◆ **DIRECTION**:
Show every line in the records that contains the word "tree". Case counts.

(Point labeling records)
----------------
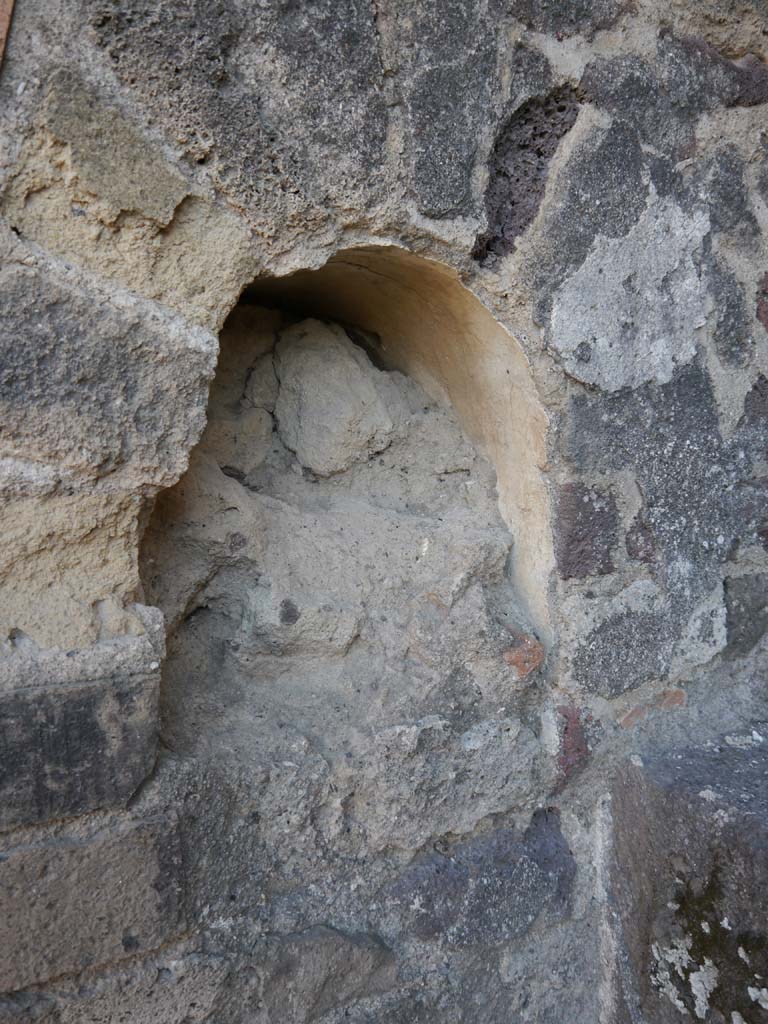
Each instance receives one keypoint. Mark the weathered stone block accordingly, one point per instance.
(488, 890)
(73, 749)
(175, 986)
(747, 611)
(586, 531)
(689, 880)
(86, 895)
----------------
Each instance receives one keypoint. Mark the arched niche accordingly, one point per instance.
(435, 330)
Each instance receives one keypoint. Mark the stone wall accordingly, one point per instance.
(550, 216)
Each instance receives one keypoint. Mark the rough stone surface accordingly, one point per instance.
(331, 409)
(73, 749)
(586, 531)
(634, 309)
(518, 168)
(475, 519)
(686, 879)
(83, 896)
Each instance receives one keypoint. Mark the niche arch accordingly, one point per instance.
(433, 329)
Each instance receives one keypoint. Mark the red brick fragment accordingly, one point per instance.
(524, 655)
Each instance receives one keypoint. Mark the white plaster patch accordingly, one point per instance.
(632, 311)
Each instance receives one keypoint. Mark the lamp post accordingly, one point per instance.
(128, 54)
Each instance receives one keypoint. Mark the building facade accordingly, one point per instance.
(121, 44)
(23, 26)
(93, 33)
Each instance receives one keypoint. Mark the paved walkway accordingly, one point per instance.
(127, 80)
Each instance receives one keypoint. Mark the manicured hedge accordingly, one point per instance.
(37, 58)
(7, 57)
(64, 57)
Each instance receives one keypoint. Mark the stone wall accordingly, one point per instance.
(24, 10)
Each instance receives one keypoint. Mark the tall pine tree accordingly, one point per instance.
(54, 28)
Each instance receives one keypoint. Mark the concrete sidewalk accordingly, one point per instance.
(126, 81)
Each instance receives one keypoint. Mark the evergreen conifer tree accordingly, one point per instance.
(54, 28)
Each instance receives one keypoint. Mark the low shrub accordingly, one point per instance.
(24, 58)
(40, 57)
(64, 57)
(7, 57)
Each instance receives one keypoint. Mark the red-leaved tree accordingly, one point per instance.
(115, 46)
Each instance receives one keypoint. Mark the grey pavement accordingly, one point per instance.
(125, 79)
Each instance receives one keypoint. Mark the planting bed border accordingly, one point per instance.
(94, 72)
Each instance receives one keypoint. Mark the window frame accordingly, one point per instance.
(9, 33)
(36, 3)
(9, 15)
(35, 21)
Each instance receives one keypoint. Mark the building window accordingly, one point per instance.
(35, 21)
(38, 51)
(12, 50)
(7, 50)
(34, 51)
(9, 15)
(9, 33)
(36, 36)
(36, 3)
----------------
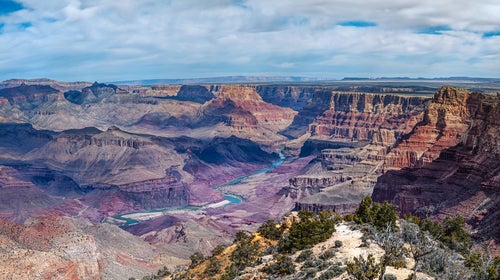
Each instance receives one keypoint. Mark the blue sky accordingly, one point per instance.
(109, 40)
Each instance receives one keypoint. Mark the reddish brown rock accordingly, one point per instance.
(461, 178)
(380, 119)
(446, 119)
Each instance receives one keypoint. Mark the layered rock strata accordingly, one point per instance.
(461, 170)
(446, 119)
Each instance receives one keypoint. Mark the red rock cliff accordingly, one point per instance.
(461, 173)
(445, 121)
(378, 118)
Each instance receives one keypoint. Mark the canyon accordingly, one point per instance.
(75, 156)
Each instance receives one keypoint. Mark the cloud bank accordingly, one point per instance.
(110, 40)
----------------
◆ **TASK RESULT**:
Each instance receives one keypoint. Mark the tall pine tree accordingly, one point per instance.
Each instance receives one keypoint. Mark the evergreen conifer tree accordingly, one point per instance.
Each instance receives one keypoint. Mark the red-leaved tree accordingly, one point per instance.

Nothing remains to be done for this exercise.